#### [ATIVIDADES PROPOSTAS]
1. Liste todos os nomes próprios diferentes (de pessoa, país, empresa ou filme) que aparecem no trecho sobre o financiamento dos filmes de Truffaut.
2. Reproduza fielmente a parte do trecho sobre o financiamento dos filmes de Truffaut que vai de "De fato, em" até "milhões de espectadores.", inclusive.

De fato, em uma época na França quando as emissoras de televisão não tinham a obrigação de financiar o cinema e onde não existia ainda financiamento público de porte, Truffaut tinha criado um sistema único pelo qual produzia seus próprios filmes com a receita das obras anteriores e a venda dos direitos de distribuição aos estúdios americanos, geralmente a Warner ou a United Artists. Esse esquema que lhe assegurava independência criativa total, lhe obrigava também a encontrar um público razoável, senão com cada produção, pelo menos de uma forma regular. No final, O Último Metrô foi um grande sucesso popular no mundo inteiro e na França reuniu mais de três milhões de espectadores.

#### [Registros de dados]
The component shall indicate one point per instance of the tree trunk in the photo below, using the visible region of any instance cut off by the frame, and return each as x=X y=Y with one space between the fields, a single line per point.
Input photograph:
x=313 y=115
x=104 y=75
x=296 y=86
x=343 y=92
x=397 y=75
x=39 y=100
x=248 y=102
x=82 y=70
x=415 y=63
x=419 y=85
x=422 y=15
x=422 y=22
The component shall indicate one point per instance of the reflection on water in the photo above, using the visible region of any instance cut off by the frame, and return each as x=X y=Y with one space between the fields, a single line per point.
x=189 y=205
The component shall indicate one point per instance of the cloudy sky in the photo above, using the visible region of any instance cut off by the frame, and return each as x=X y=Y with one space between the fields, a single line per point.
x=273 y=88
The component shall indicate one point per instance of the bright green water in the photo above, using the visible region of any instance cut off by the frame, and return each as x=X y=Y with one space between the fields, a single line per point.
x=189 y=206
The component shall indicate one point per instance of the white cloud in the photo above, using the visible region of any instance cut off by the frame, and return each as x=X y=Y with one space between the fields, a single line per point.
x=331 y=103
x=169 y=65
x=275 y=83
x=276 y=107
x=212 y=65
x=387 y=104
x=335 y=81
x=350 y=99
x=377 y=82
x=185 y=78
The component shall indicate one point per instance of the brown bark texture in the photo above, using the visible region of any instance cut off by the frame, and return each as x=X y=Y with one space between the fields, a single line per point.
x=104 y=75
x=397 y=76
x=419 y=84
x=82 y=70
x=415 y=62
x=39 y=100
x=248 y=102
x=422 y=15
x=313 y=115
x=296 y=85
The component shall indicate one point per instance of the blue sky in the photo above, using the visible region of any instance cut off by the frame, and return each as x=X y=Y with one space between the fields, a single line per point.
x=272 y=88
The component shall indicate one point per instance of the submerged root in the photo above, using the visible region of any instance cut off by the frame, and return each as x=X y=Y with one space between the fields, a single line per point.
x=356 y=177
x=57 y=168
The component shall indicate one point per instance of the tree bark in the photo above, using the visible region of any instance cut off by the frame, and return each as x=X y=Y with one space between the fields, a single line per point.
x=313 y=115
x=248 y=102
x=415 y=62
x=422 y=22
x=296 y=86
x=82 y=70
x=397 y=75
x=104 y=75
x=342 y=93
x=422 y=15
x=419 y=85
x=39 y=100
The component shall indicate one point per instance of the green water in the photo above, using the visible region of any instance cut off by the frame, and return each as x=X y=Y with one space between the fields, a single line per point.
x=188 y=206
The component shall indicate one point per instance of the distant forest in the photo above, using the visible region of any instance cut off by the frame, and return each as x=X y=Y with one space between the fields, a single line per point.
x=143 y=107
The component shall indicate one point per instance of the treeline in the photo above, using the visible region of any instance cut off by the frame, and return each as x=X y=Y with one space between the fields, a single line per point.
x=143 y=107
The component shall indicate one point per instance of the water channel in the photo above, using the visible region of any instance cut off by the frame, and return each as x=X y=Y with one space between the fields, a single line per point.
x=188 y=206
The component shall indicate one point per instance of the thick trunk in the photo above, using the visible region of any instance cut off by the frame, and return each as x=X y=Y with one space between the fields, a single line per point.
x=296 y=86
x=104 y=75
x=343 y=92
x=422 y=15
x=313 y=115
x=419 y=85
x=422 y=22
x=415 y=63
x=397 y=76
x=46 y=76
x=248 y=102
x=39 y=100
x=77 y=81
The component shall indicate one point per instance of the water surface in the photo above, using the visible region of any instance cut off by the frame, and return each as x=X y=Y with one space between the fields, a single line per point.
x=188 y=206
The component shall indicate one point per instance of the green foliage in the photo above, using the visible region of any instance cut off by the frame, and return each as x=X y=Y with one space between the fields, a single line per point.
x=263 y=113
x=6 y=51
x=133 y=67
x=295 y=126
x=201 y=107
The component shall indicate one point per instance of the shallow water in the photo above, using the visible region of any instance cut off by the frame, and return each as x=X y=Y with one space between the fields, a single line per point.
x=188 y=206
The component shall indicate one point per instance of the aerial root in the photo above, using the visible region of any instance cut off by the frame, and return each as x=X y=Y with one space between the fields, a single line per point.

#### [EXERCÍCIO RESOLVIDO]
1. França, Truffaut, Warner, United Artists, O Último Metrô

2.
De fato, em uma época na França quando as emissoras de televisão não tinham a obrigação de financiar o cinema e onde não existia ainda financiamento público de porte, Truffaut tinha criado um sistema único pelo qual produzia seus próprios filmes com a receita das obras anteriores e a venda dos direitos de distribuição aos estúdios americanos, geralmente a Warner ou a United Artists. Esse esquema que lhe assegurava independência criativa total, lhe obrigava também a encontrar um público razoável, senão com cada produção, pelo menos de uma forma regular. No final, O Último Metrô foi um grande sucesso popular no mundo inteiro e na França reuniu mais de três milhões de espectadores.